Work to do:
Select every line in the items below that contains the word "field" and copy each one out in full, treating uppercase and lowercase letters as different.
════════════════════
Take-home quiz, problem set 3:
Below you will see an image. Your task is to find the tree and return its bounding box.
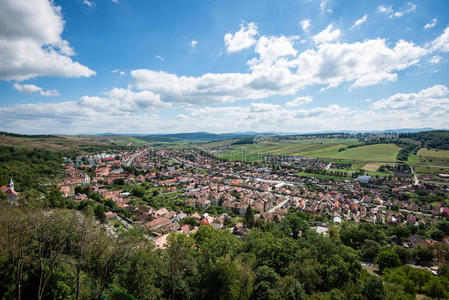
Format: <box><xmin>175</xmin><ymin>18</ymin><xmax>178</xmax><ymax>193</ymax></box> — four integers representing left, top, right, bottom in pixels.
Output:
<box><xmin>282</xmin><ymin>214</ymin><xmax>310</xmax><ymax>239</ymax></box>
<box><xmin>162</xmin><ymin>233</ymin><xmax>198</xmax><ymax>299</ymax></box>
<box><xmin>94</xmin><ymin>204</ymin><xmax>106</xmax><ymax>223</ymax></box>
<box><xmin>112</xmin><ymin>178</ymin><xmax>125</xmax><ymax>185</ymax></box>
<box><xmin>120</xmin><ymin>249</ymin><xmax>163</xmax><ymax>300</ymax></box>
<box><xmin>32</xmin><ymin>211</ymin><xmax>69</xmax><ymax>299</ymax></box>
<box><xmin>253</xmin><ymin>266</ymin><xmax>280</xmax><ymax>299</ymax></box>
<box><xmin>85</xmin><ymin>230</ymin><xmax>136</xmax><ymax>299</ymax></box>
<box><xmin>374</xmin><ymin>250</ymin><xmax>401</xmax><ymax>272</ymax></box>
<box><xmin>423</xmin><ymin>277</ymin><xmax>449</xmax><ymax>299</ymax></box>
<box><xmin>413</xmin><ymin>245</ymin><xmax>433</xmax><ymax>265</ymax></box>
<box><xmin>243</xmin><ymin>205</ymin><xmax>255</xmax><ymax>228</ymax></box>
<box><xmin>362</xmin><ymin>276</ymin><xmax>385</xmax><ymax>300</ymax></box>
<box><xmin>0</xmin><ymin>208</ymin><xmax>34</xmax><ymax>300</ymax></box>
<box><xmin>278</xmin><ymin>275</ymin><xmax>306</xmax><ymax>300</ymax></box>
<box><xmin>69</xmin><ymin>213</ymin><xmax>93</xmax><ymax>300</ymax></box>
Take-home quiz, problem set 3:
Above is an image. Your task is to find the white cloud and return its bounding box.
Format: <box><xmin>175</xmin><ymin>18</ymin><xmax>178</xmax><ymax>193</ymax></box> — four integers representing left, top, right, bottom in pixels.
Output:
<box><xmin>0</xmin><ymin>85</ymin><xmax>449</xmax><ymax>133</ymax></box>
<box><xmin>254</xmin><ymin>36</ymin><xmax>298</xmax><ymax>62</ymax></box>
<box><xmin>224</xmin><ymin>22</ymin><xmax>258</xmax><ymax>53</ymax></box>
<box><xmin>299</xmin><ymin>19</ymin><xmax>310</xmax><ymax>32</ymax></box>
<box><xmin>0</xmin><ymin>0</ymin><xmax>95</xmax><ymax>81</ymax></box>
<box><xmin>285</xmin><ymin>96</ymin><xmax>313</xmax><ymax>107</ymax></box>
<box><xmin>83</xmin><ymin>0</ymin><xmax>95</xmax><ymax>8</ymax></box>
<box><xmin>372</xmin><ymin>85</ymin><xmax>449</xmax><ymax>116</ymax></box>
<box><xmin>320</xmin><ymin>0</ymin><xmax>333</xmax><ymax>14</ymax></box>
<box><xmin>111</xmin><ymin>69</ymin><xmax>125</xmax><ymax>76</ymax></box>
<box><xmin>13</xmin><ymin>82</ymin><xmax>59</xmax><ymax>97</ymax></box>
<box><xmin>424</xmin><ymin>18</ymin><xmax>438</xmax><ymax>29</ymax></box>
<box><xmin>429</xmin><ymin>55</ymin><xmax>442</xmax><ymax>64</ymax></box>
<box><xmin>131</xmin><ymin>28</ymin><xmax>428</xmax><ymax>105</ymax></box>
<box><xmin>351</xmin><ymin>14</ymin><xmax>368</xmax><ymax>29</ymax></box>
<box><xmin>13</xmin><ymin>83</ymin><xmax>42</xmax><ymax>94</ymax></box>
<box><xmin>40</xmin><ymin>90</ymin><xmax>59</xmax><ymax>97</ymax></box>
<box><xmin>430</xmin><ymin>26</ymin><xmax>449</xmax><ymax>52</ymax></box>
<box><xmin>296</xmin><ymin>39</ymin><xmax>427</xmax><ymax>87</ymax></box>
<box><xmin>377</xmin><ymin>2</ymin><xmax>416</xmax><ymax>18</ymax></box>
<box><xmin>377</xmin><ymin>5</ymin><xmax>393</xmax><ymax>15</ymax></box>
<box><xmin>313</xmin><ymin>24</ymin><xmax>340</xmax><ymax>44</ymax></box>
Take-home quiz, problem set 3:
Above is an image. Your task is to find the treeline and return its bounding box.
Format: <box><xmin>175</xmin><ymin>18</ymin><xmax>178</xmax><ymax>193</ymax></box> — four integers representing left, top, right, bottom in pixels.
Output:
<box><xmin>396</xmin><ymin>142</ymin><xmax>420</xmax><ymax>161</ymax></box>
<box><xmin>0</xmin><ymin>207</ymin><xmax>449</xmax><ymax>300</ymax></box>
<box><xmin>399</xmin><ymin>130</ymin><xmax>449</xmax><ymax>150</ymax></box>
<box><xmin>0</xmin><ymin>131</ymin><xmax>61</xmax><ymax>139</ymax></box>
<box><xmin>0</xmin><ymin>146</ymin><xmax>63</xmax><ymax>192</ymax></box>
<box><xmin>231</xmin><ymin>137</ymin><xmax>254</xmax><ymax>145</ymax></box>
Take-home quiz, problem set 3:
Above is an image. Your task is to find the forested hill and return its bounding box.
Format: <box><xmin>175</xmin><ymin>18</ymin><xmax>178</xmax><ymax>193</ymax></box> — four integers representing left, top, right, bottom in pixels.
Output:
<box><xmin>399</xmin><ymin>130</ymin><xmax>449</xmax><ymax>150</ymax></box>
<box><xmin>0</xmin><ymin>146</ymin><xmax>62</xmax><ymax>192</ymax></box>
<box><xmin>0</xmin><ymin>131</ymin><xmax>60</xmax><ymax>139</ymax></box>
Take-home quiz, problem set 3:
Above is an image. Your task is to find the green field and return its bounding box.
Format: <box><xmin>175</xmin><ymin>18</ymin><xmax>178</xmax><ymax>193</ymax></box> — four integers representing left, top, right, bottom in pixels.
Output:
<box><xmin>215</xmin><ymin>139</ymin><xmax>400</xmax><ymax>164</ymax></box>
<box><xmin>306</xmin><ymin>144</ymin><xmax>400</xmax><ymax>162</ymax></box>
<box><xmin>417</xmin><ymin>148</ymin><xmax>449</xmax><ymax>167</ymax></box>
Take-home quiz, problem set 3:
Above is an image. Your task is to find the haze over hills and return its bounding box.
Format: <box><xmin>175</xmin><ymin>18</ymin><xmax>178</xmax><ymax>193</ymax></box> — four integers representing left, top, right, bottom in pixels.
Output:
<box><xmin>97</xmin><ymin>128</ymin><xmax>435</xmax><ymax>141</ymax></box>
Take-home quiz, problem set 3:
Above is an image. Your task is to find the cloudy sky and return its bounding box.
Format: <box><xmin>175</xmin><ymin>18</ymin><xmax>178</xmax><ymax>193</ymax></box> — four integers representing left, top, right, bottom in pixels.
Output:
<box><xmin>0</xmin><ymin>0</ymin><xmax>449</xmax><ymax>134</ymax></box>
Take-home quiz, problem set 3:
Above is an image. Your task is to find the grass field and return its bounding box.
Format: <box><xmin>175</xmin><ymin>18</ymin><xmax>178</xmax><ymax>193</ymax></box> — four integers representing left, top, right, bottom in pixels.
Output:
<box><xmin>361</xmin><ymin>163</ymin><xmax>382</xmax><ymax>172</ymax></box>
<box><xmin>306</xmin><ymin>144</ymin><xmax>400</xmax><ymax>162</ymax></box>
<box><xmin>0</xmin><ymin>135</ymin><xmax>148</xmax><ymax>151</ymax></box>
<box><xmin>417</xmin><ymin>148</ymin><xmax>449</xmax><ymax>167</ymax></box>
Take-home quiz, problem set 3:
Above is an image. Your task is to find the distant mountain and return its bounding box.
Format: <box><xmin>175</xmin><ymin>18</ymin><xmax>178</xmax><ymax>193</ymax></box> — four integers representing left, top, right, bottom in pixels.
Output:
<box><xmin>139</xmin><ymin>132</ymin><xmax>272</xmax><ymax>142</ymax></box>
<box><xmin>99</xmin><ymin>128</ymin><xmax>435</xmax><ymax>142</ymax></box>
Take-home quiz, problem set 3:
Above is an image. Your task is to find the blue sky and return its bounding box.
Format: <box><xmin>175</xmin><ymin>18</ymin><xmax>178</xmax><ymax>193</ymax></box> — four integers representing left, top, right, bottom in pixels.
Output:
<box><xmin>0</xmin><ymin>0</ymin><xmax>449</xmax><ymax>134</ymax></box>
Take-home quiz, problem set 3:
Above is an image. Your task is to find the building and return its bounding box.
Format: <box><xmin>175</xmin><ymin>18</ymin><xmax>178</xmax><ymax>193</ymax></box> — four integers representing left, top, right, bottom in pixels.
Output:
<box><xmin>355</xmin><ymin>175</ymin><xmax>371</xmax><ymax>184</ymax></box>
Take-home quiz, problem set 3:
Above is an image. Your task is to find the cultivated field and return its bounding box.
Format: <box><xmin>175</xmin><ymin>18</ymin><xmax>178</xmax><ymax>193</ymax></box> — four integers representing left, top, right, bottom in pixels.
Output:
<box><xmin>306</xmin><ymin>144</ymin><xmax>400</xmax><ymax>162</ymax></box>
<box><xmin>417</xmin><ymin>148</ymin><xmax>449</xmax><ymax>167</ymax></box>
<box><xmin>0</xmin><ymin>135</ymin><xmax>148</xmax><ymax>151</ymax></box>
════════════════════
Written solution:
Above is an image. Your task is to find the green field and return its bounding box.
Above is an image. Your task is to find the grass field and return its bounding box.
Above is an image. Your task is to find the cultivated field and return its bounding box.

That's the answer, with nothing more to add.